* Task to carry out: Reproduce everything in the Nibbler programming text below, from "Tool Updates" down to "the program listing.", word for word.

* Text excerpt:
━━━
The guess the number program assembles to 1135 bytes, or 27% of Nibbler’s program memory. Writing the program was an interesting exercise in coping with the limitations of the CPU’s simple design:

Registers – Nibbler has just one CPU register: the 4 bit accumulator “A”. Surprisingly, working with only one register didn’t cause many problems, and there were few instances where additional registers would have made a difference.
Call/Return – The lack of a stack in Nibbler means there’s no call/return mechanism, so no way to call subroutines in the traditional way. This was an annoyance, but I was able to work around it by using a dedicated memory location called RETURN_ADDRESS, and testing its value at the end of subroutines in order to determine where to jump next.
Indirect Addressing – All Nibbler memory references use absolute addressing, with no indirect or indexed address modes. This was a bigger annoyance, and working around it led to some ugly code bloat. To get the Nth element from an array of size K, the code must perform K tests of the value of N to determine the correct absolute address. This approach would be impractical in a system using large data structures, but for the types of programs planned for Nibbler, it works OK.
Program Literals – The biggest headache turned out to be working with arrays of constant data: the character strings like “Press any button”. These had to be copied to data memory one nibble at a time, using LIT and ST instructions, resulting in major code bloat. With this technique, each nibble of constant data requires three bytes of program space. With 4096 bytes of total space, this limits Nibbler programs to a few hundred bytes of strings and other constant data, but that should be enough.

Tool Updates

Along the way, I made a few improvements to the toolchain. The Nibbler assembler gained the ability to do basic math on address labels, such as

ld LCD_BUFFER+1

to load the accumulator from the second nibble of LCD_BUFFER. This proved to be extremely useful, as you can see in the program listing.
━━━
* Information shown:
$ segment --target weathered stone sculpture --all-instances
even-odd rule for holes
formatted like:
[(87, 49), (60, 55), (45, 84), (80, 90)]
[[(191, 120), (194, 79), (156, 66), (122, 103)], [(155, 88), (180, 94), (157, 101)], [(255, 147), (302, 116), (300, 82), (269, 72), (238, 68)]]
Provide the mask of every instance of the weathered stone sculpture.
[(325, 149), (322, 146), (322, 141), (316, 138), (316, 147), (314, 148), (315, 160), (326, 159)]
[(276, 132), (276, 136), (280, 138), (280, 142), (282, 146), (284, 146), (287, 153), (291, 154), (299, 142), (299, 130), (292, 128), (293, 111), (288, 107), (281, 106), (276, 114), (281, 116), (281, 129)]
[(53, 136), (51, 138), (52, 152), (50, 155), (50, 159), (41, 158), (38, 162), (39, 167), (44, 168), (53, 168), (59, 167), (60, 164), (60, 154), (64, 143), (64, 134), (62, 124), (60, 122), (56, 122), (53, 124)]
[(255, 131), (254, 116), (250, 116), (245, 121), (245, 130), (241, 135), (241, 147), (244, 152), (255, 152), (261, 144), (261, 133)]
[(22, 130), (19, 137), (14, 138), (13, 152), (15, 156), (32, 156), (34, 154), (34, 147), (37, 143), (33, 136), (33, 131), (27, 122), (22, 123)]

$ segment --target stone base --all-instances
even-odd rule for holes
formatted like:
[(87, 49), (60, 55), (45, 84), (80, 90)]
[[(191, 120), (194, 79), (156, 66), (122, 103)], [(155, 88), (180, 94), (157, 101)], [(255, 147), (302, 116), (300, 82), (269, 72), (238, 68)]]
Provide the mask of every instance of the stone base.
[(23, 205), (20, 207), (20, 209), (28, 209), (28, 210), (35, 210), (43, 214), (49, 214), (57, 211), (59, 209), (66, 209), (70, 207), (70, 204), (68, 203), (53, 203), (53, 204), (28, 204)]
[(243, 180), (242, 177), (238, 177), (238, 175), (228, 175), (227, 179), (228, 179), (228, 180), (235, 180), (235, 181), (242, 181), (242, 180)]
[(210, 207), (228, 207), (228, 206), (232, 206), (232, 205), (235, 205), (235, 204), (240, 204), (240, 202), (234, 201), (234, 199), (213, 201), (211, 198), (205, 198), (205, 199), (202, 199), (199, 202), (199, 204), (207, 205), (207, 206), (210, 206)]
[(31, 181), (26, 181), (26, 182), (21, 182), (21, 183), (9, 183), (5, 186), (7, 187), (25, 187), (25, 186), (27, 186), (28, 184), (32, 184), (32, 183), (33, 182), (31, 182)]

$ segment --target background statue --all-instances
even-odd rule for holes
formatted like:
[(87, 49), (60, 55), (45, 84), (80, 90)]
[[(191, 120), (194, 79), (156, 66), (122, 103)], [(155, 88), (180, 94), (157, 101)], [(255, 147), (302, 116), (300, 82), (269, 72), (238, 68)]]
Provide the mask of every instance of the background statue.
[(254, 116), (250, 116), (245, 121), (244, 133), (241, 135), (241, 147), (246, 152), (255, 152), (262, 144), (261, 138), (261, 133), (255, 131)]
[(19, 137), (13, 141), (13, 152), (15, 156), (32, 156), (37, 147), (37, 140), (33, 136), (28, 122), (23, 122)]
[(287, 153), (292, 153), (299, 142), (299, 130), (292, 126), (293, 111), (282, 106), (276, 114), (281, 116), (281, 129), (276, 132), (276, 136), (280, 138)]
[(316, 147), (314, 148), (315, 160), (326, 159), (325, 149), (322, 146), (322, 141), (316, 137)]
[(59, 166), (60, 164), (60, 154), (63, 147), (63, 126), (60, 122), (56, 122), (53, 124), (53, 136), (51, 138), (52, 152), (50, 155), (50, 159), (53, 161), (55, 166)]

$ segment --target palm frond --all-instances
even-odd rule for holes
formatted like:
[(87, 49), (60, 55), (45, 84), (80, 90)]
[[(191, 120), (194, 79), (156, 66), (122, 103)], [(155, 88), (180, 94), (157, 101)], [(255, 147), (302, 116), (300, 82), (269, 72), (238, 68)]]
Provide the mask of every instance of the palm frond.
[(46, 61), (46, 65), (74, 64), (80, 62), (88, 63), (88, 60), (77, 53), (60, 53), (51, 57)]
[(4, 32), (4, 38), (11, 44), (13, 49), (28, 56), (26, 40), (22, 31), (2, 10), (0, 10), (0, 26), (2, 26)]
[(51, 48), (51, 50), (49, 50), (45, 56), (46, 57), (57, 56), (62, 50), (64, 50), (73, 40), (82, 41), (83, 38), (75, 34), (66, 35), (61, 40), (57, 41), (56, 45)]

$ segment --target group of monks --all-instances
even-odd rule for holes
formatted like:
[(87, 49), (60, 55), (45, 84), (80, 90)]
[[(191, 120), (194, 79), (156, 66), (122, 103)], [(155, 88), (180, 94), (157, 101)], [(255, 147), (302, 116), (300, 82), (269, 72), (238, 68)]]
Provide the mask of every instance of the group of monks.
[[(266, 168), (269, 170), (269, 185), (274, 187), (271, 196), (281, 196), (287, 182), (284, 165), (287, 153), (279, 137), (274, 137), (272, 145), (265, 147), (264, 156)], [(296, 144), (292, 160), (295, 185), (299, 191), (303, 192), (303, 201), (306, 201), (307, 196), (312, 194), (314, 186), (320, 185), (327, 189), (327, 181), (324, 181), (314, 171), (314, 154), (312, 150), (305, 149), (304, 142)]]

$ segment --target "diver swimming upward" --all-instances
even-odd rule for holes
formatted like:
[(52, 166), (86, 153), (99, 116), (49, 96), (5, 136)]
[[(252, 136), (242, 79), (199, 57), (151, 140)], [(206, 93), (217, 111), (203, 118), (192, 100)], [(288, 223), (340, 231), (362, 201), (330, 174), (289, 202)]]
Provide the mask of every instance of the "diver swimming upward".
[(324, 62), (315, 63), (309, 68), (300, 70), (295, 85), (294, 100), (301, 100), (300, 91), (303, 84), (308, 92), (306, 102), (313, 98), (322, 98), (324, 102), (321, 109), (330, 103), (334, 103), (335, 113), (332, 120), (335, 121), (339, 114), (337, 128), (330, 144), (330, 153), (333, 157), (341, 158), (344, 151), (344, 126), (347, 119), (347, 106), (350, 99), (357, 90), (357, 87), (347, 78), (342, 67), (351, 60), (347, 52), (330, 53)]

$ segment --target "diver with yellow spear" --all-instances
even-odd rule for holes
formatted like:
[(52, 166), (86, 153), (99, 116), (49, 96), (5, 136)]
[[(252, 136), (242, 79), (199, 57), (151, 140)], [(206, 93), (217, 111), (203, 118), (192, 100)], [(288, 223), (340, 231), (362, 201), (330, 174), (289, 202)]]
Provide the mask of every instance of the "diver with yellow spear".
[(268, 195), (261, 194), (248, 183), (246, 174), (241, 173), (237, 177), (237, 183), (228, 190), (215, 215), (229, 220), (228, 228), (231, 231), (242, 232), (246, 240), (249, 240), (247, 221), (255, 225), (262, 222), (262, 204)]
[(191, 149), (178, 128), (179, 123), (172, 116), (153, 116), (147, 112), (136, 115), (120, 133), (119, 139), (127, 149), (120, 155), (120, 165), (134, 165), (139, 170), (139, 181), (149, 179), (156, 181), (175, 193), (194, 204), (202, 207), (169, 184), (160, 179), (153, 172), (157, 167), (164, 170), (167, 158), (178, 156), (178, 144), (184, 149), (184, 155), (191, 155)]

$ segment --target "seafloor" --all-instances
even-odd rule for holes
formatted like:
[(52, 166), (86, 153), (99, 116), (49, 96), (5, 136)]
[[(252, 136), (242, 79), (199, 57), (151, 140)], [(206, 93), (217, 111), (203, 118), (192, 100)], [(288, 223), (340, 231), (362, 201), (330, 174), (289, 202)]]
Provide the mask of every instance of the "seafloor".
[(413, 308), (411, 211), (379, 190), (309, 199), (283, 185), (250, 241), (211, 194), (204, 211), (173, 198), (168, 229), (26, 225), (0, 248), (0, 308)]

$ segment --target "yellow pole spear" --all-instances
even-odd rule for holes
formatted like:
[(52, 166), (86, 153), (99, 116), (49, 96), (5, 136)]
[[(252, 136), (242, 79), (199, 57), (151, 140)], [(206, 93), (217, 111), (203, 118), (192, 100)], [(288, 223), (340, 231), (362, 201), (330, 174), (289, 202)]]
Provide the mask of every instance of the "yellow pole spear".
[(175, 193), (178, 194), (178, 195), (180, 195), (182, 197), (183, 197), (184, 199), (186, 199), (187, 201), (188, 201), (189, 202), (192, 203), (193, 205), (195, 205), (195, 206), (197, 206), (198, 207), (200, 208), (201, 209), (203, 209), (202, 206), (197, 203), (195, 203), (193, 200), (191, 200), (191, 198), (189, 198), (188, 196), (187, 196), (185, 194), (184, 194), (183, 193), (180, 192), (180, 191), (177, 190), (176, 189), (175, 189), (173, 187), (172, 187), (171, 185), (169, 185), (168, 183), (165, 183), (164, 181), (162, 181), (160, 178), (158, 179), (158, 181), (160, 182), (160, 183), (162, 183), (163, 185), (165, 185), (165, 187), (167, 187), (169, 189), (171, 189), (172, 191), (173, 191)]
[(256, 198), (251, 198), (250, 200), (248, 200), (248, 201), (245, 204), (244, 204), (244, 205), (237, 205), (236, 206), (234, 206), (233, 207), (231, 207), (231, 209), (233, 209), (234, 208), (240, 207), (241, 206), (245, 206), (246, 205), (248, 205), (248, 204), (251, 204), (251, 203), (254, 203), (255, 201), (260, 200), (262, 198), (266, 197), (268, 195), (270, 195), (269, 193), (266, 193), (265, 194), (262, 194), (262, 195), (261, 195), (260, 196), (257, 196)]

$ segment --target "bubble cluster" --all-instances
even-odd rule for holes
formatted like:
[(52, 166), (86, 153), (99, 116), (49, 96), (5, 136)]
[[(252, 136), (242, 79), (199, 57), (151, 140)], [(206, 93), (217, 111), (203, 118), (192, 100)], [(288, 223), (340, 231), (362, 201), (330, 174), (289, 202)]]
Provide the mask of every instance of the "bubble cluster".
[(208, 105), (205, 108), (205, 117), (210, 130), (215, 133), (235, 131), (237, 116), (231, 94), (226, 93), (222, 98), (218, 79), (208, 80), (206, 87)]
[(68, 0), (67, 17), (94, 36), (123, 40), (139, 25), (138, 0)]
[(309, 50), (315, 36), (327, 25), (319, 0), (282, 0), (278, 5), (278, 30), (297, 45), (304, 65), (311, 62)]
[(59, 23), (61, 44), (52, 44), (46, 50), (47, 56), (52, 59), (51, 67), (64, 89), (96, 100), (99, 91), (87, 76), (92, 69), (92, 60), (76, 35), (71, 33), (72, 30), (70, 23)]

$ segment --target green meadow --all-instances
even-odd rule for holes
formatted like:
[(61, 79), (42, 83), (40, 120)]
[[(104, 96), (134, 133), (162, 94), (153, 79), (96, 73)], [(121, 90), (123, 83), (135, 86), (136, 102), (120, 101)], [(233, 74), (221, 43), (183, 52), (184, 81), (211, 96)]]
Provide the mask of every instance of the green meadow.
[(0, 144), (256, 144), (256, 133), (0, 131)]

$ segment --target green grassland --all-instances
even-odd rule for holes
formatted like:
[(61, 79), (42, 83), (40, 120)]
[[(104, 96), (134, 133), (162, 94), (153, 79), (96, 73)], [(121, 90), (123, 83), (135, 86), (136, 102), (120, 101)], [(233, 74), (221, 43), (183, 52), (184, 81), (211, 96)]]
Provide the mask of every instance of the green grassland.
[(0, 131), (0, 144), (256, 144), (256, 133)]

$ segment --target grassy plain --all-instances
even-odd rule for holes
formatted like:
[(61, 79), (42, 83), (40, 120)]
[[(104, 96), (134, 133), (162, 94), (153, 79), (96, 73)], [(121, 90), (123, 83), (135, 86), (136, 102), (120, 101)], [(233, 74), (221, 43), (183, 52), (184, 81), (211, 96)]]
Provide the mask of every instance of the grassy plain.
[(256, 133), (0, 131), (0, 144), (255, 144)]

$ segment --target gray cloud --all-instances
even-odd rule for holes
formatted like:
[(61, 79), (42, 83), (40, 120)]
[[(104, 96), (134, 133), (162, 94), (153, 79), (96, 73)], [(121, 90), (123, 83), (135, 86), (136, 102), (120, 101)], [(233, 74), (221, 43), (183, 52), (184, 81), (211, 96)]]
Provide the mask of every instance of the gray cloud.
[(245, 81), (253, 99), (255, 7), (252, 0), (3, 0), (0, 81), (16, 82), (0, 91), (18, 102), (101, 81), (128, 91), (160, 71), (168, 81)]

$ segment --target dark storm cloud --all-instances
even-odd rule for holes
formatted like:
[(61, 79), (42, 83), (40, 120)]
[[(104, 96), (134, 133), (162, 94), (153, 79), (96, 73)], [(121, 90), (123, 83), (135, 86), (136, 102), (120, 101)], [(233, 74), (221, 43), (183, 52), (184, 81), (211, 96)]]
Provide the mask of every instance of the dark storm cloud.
━━━
* Written solution:
Tool Updates

Along the way, I made a few improvements to the toolchain. The Nibbler assembler gained the ability to do basic math on address labels, such as

ld LCD_BUFFER+1

to load the accumulator from the second nibble of LCD_BUFFER. This proved to be extremely useful, as you can see in the program listing.